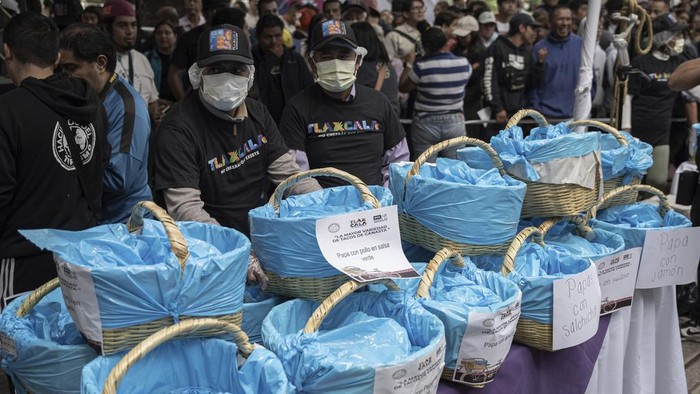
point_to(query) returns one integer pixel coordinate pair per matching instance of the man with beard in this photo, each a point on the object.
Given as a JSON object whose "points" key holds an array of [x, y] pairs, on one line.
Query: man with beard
{"points": [[510, 71], [553, 97], [280, 72], [119, 20]]}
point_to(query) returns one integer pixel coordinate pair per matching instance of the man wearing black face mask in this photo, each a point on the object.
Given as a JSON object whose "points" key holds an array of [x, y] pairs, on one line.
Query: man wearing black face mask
{"points": [[337, 123], [217, 152]]}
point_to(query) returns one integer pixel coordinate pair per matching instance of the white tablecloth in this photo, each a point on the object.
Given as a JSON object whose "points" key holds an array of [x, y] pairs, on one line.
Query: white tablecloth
{"points": [[642, 350]]}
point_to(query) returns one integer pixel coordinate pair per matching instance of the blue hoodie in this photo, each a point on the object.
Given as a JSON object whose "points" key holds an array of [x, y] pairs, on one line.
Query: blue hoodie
{"points": [[555, 94]]}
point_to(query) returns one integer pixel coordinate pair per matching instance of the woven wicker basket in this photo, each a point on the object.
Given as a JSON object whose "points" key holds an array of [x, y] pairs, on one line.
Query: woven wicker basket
{"points": [[628, 197], [414, 232], [204, 327], [528, 332], [312, 288], [117, 339], [546, 199]]}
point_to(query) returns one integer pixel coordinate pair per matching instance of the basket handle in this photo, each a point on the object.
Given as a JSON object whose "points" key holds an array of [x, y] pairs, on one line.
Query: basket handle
{"points": [[664, 206], [518, 241], [30, 302], [426, 281], [183, 328], [177, 241], [338, 295], [538, 117], [602, 126], [365, 194], [440, 146]]}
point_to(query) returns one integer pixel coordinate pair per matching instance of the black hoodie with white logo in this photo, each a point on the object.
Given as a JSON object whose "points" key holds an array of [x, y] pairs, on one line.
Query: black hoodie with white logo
{"points": [[41, 184]]}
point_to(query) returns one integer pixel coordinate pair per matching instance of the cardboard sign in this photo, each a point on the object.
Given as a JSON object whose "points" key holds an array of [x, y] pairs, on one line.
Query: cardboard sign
{"points": [[617, 275], [485, 344], [81, 300], [420, 376], [669, 257], [576, 309], [365, 245]]}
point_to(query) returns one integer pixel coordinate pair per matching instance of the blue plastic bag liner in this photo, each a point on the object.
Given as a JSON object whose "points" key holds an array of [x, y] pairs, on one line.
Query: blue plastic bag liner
{"points": [[366, 338], [596, 245], [527, 157], [128, 279], [536, 268], [462, 204], [632, 222], [193, 366], [43, 351], [286, 243], [632, 160], [256, 305], [456, 292]]}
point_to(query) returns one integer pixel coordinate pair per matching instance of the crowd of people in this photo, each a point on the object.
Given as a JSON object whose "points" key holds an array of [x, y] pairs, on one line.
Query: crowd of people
{"points": [[226, 100]]}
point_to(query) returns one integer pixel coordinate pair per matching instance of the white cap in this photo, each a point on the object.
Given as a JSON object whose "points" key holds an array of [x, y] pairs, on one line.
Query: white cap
{"points": [[465, 25], [487, 17]]}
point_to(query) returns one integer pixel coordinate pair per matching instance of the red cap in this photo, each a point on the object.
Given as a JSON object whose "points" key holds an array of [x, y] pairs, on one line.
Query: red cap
{"points": [[115, 8]]}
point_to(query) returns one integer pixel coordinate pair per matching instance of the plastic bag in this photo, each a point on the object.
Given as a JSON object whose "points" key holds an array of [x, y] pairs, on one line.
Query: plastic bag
{"points": [[314, 367], [536, 267], [43, 352], [544, 144], [462, 204], [633, 221], [286, 243], [193, 366], [137, 278], [632, 160]]}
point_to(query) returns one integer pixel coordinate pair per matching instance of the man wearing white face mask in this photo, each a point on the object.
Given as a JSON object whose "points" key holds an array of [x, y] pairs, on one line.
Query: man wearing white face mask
{"points": [[217, 152], [652, 99], [337, 123]]}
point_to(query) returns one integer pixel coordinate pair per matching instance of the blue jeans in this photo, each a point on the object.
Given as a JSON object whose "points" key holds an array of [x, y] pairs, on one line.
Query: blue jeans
{"points": [[428, 130]]}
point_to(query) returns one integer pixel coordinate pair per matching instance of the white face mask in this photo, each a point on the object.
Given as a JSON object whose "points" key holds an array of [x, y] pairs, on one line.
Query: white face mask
{"points": [[224, 91], [336, 75]]}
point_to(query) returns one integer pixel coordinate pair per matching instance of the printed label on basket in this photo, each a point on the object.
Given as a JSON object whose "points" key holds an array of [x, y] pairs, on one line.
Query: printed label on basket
{"points": [[576, 309], [365, 245], [7, 344], [485, 344], [669, 257], [617, 275], [420, 376], [81, 301]]}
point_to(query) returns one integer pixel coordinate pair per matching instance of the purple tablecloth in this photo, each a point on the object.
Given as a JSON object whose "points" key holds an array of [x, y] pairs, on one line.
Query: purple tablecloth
{"points": [[528, 370]]}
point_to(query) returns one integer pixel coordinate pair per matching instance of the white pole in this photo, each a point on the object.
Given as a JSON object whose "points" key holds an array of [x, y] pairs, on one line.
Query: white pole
{"points": [[582, 105]]}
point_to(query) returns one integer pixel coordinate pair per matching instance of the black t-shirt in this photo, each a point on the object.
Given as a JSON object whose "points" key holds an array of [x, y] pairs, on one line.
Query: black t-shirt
{"points": [[227, 161], [351, 136], [652, 104]]}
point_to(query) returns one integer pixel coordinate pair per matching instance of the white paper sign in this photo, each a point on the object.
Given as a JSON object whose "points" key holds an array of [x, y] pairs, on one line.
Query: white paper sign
{"points": [[670, 257], [617, 275], [576, 308], [420, 376], [485, 344], [365, 245], [81, 301]]}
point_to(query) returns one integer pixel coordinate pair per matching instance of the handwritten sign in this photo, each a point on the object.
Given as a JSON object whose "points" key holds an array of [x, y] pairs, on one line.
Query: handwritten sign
{"points": [[670, 257], [617, 275], [485, 344], [365, 245], [420, 376], [576, 308]]}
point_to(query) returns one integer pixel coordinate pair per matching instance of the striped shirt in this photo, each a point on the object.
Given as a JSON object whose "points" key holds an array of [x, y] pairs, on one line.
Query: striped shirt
{"points": [[440, 81]]}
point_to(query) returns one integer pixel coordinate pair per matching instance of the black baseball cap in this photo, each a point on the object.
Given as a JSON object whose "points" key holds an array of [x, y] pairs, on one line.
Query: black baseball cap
{"points": [[223, 43], [332, 31], [667, 22], [521, 19]]}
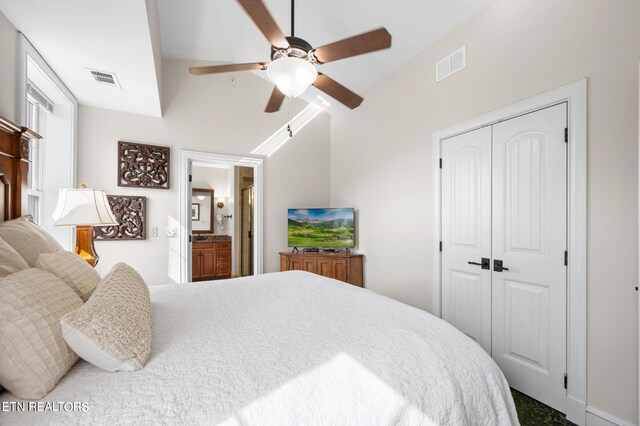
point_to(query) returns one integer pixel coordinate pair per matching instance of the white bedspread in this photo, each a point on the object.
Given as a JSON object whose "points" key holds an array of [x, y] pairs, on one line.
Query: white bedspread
{"points": [[289, 348]]}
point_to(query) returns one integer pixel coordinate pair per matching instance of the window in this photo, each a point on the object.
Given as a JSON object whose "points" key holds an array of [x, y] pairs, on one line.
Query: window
{"points": [[47, 107], [38, 106]]}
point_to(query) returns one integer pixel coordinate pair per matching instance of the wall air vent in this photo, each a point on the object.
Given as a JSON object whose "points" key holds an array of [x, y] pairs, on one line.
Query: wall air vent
{"points": [[103, 77], [451, 64]]}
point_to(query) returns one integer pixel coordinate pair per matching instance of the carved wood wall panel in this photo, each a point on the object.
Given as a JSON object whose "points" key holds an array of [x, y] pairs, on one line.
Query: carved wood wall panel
{"points": [[130, 213], [143, 165]]}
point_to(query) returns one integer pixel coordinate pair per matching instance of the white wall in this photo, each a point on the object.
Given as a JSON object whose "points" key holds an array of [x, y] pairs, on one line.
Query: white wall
{"points": [[212, 114], [8, 68], [381, 158]]}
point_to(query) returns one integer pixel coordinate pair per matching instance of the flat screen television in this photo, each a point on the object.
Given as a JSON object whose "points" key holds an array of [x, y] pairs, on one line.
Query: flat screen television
{"points": [[322, 228]]}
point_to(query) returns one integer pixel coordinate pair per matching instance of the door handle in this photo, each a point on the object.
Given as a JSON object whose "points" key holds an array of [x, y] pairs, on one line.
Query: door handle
{"points": [[485, 263], [497, 266]]}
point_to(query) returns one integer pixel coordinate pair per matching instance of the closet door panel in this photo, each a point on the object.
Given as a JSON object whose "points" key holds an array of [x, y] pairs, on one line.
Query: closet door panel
{"points": [[466, 234], [529, 220]]}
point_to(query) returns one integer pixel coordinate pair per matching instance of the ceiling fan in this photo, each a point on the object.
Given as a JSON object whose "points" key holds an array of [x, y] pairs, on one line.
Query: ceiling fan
{"points": [[293, 60]]}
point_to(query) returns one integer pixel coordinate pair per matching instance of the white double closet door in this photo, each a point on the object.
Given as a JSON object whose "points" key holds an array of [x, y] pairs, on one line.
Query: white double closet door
{"points": [[504, 237]]}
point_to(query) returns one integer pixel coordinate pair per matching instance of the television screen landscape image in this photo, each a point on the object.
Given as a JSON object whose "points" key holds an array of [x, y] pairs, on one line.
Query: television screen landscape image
{"points": [[322, 228]]}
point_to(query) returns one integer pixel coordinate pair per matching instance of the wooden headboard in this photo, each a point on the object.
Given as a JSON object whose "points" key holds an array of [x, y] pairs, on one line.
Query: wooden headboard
{"points": [[14, 167]]}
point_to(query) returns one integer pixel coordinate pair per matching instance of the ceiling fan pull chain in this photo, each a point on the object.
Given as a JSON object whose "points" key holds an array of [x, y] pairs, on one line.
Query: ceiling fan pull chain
{"points": [[292, 15], [290, 119]]}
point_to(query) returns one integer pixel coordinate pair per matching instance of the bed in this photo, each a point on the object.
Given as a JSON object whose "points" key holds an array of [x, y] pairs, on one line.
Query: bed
{"points": [[279, 349]]}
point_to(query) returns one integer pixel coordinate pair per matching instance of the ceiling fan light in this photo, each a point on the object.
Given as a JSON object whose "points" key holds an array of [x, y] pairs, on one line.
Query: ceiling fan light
{"points": [[292, 75]]}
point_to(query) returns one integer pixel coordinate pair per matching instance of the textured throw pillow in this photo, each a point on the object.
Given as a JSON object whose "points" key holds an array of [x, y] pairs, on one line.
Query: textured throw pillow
{"points": [[28, 239], [10, 260], [33, 353], [113, 329], [72, 269]]}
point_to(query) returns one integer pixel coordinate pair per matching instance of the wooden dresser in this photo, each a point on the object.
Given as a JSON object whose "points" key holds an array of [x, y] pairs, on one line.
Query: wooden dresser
{"points": [[341, 266], [211, 260]]}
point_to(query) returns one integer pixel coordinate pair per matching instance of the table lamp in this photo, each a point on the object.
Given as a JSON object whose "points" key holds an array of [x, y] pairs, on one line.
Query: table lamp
{"points": [[84, 208]]}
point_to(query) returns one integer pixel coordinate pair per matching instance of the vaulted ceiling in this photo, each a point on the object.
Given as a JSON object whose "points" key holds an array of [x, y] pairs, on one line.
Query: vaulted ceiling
{"points": [[122, 36]]}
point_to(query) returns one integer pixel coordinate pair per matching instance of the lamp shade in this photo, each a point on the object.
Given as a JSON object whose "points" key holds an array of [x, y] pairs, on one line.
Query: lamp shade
{"points": [[292, 75], [83, 206]]}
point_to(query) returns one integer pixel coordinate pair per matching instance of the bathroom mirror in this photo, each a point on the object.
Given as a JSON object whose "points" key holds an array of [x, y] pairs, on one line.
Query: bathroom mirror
{"points": [[202, 219]]}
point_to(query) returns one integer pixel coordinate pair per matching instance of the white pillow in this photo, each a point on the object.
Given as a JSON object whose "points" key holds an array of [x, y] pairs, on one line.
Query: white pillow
{"points": [[10, 261], [28, 239], [72, 269], [33, 353], [113, 328]]}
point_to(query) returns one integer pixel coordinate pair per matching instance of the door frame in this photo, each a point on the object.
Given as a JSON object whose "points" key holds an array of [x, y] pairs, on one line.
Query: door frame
{"points": [[575, 95], [187, 158]]}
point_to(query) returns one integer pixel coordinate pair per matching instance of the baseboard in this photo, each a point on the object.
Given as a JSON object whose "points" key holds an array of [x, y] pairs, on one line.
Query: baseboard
{"points": [[576, 411], [597, 417]]}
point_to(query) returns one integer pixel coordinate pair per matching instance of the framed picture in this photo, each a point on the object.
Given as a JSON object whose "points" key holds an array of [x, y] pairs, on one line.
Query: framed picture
{"points": [[130, 213], [195, 211], [141, 165]]}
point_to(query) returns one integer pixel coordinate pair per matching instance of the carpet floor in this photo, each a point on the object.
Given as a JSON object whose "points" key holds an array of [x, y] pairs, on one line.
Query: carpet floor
{"points": [[535, 413]]}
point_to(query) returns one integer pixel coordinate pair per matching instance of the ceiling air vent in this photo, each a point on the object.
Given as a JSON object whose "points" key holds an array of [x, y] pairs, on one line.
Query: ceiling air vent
{"points": [[451, 64], [103, 77]]}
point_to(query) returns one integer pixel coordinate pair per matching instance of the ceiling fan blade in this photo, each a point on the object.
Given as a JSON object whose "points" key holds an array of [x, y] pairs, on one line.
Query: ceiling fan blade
{"points": [[261, 16], [275, 101], [352, 46], [216, 69], [337, 91]]}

○ ○ ○ ○

• [CHALLENGE]
Nothing outside the span should appear: transcribe the lines from the one containing "the white pillow" through the last line of the records.

• [SOLVED EXERCISE]
point_to(query) returns one integer pixel coordinate pair per matching instance of the white pillow in this photo, each a point on the object.
Given as a JSON object whose "points" key holds an array of [x, y] pairs, on one line.
Query: white pillow
{"points": [[10, 261], [28, 239], [72, 269], [33, 353], [113, 328]]}
point_to(query) returns one integer pixel coordinate pair per matching instance of the door frame in this photo, each a point on the object.
Given as a JSON object whose "points" key holds an array of [x, y] pairs, on one line.
Query: door frame
{"points": [[575, 95], [187, 158]]}
point_to(query) returns one integer pixel coordinate pair per matching instance of the baseboard in this photo, each a point on the object.
Given as a JSON object whose "points" key holds an array of [x, y] pairs, on one line.
Query: baseboard
{"points": [[576, 411], [597, 417]]}
point_to(query) returns one integer pixel coordinate pair per matching instance of the framed picture in this photo, each a point on the object.
Given as a JSON object whose "points" key holds an array of [x, y] pairs, on one line.
Query: framed picture
{"points": [[130, 213], [195, 211], [141, 165]]}
point_to(query) returns one integer pixel coordinate pair per matching instance of the carpet floor in this photo, each a point on the object.
Given as a JSON object whose "points" key holds an array of [x, y] pairs, on one line.
Query: carpet floor
{"points": [[535, 413]]}
point_to(query) returns one integer pixel coordinate pair per matching instance of the ceiling air vent in this photo, each a point on the object.
Given as a JSON object whose "points" key holds an array of [x, y] pairs, on one line.
Query: ceiling air vent
{"points": [[451, 64], [103, 77]]}
point_to(query) returns one integer pixel coordinate pair per matching instance of the ceiling fan blade in this photo, each a point on the object.
Given as a JSON object whose "points" key holds an array of [x, y] pairs, on one line.
Query: ceiling fan blade
{"points": [[261, 16], [275, 101], [352, 46], [216, 69], [337, 91]]}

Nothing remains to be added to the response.